Prosegui il testo sulla tradizione medica napoletana e su Domenico Cotugno a partire dall'ultima frase riportata.

TESTO DELLA PAGINA:
========

-di Giuseppe Esposito-
In questi tristi giorni in cui una pandemia senza precedenti attanaglia il mondo intero in una morsa da cui appare difficile svincolarsi per la mancanza di mezzi idonei a combattere il virus che, indisturbato, continua a mietere vite umane, d’improvviso un lampo ha rischiarato l’orizzonte. Gli sguardi di tutti si sono volti verso quella luce e taluno si è mostrato stupito per la direzione da cui essa proveniva, quel Sud negletto, svilito, rapinato eppure tanto utile al prosperare di coloro che compresi nella loro boria, si considerano migliori degli altri. Ipocriti o gente in malafede, ignoranti, nel migliore dei casi, poiché solo l’ignoranza può fare da schermo a chi guarda al meridione come ad una terra incolta.
Dalla pandemia attuale Covid-19, al passato.
Il fatto che la prima intuizione terapeutica in grado, non dico di sconfiggere il virus, ma almeno di salvare tante vite umane dalla morte, è sembrato a tanti pseudoscienziati del Nord una cosa inconcepibile, invidiosi dell’ammirazione universale guadagnata sul campo dagli ospedali napoletani, a fronte dello scempio cui abbiamo assistito in quelli lombardi e piemontesi. Ma se una luce è giunta da Napoli non è un caso. L’intuizione dell’equipe del dottor Ascierto si inserisce nell’alveo di una lunga tradizione iniziata addirittura nel secolo XI, con la nascita della Scuola Medica Salernitana. Scuola che ha operato fino alla fine del secolo XVII. Poi agli inizi del XIX, Gioacchino Murat, sul trono di Napoli decise di accentrare gli studi nell’antica Università di Napoli, dove erano già riunite tutte le altre discipline umanistiche e scientifiche. Università forse tra le più antiche del mondo, risalendo la sua fondazione al 1224, ad opera di Federico II. Nell’ambito della tradizione medica napoletana si incontrano figure fondamentali per il progresso della conoscenza. Tanto per citarne una alla quale, guarda caso, è intitolato l’ospedale napoletano in cui opera il dottor Ascierto e la sua equipe:Domenico Cotugno.
Il personaggio.
Questi era tanto famoso e godeva di una tale stima ai suoi tempi che si soleva scherzosamente affermare che a Napoli non si poteva morire senza il suo permesso. Cotugno fu tra i fondatori della medicina moderna, basata sulla ricerca e sull’analisi clinica. Durante la sua vita si dedicò completamente al suo Ospedale degli Incurabili che era, allora tra i più avanzati d’Italia e forse del mondo.

========

Voci salvate:
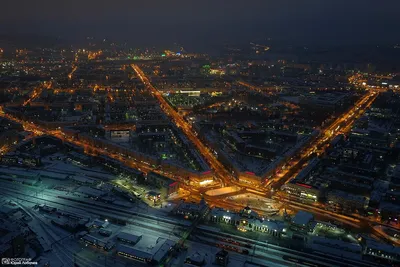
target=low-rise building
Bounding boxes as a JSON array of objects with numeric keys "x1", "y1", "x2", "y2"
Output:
[
  {"x1": 290, "y1": 210, "x2": 314, "y2": 233},
  {"x1": 173, "y1": 199, "x2": 208, "y2": 220},
  {"x1": 146, "y1": 172, "x2": 179, "y2": 197}
]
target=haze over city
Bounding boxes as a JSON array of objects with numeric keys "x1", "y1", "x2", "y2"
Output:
[{"x1": 0, "y1": 0, "x2": 400, "y2": 267}]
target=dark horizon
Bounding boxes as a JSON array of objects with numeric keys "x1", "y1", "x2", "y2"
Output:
[{"x1": 0, "y1": 0, "x2": 400, "y2": 50}]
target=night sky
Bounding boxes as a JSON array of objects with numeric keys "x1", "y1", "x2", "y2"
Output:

========

RISULTATO:
Domenico Cotugno nacque a Ruvo di Puglia nel 1736, da genitori di umile condizione. Si applicò agli studi con determinazione e grande passione, mostrando una precoce propensione per le scienze naturali e la medicina. Trasferitosi a Napoli, nel 1755, conseguì la laurea in chirurgia e cominciò a lavorare all’Ospedale degli Incurabili di cui, nel 1761, fu nominato primario di Chirurgia. Aveva da poco compiuto trent’anni ed aveva messo a repentaglio la propria salute, contraendo molte infezioni, pur di portare avanti le sue ricerche. Nel 1776 ottenne la cattedra universitaria di Anatomia. Riportò i risultati raggiunti in alcuni fondamentali trattati quali: De aquaeductibus auris humanae internae, nel quale dette conto del fatto che il labirinto dell’orecchio interno era pieno di liquido e non di aria, come si era fino ad allora sostenuto; nel De ischiade nervsa commentarius riportava come la sciatica fosse dovuta ad una infiammazione del nervo causata da una sostanza acida proveniente dalla cavità cranica o spinale. Sostanza che fu poi chiamata , in suo onore, “liquor Cotumni”; De sedibus vaiolarum syntagma, in cui sostenne la validità della inoculazione, in base alla qual convinzione, appoggiò più tardi la vaccinazione proposta da Jenner.Inoltre, Domenico Cotugno annotò la presenza di albumina nelle urine dei pazienti nefropatici e studiò la tubercolosi.
Rivolgendosi agli allievi dell’ospedale era solito esortarli all’osservazione della natura con queste parole: Ecco qual debba essere il vostro studio, la vostra applicazione, la vostra industria: non istancarvi mai di vederla, di conoscerla, di ascoltarla. Le sue voci son mute, ma efficaci. Chi si familiarizza seco lei, diviene suo sacerdote vero.
Divenne direttore dell’Ospedale degli Incurabili mantenendo la cattedra di Anatomia per oltre trent’anni. Fu medico personale del re Ferdinando IV. Si sposò solo nel 1794 con Ippolita Ruffo, duchessa di Bagnara. Nel 1718 fu colpito da in ictus cerebrale e morì nel 1822, all’età di 86 anni.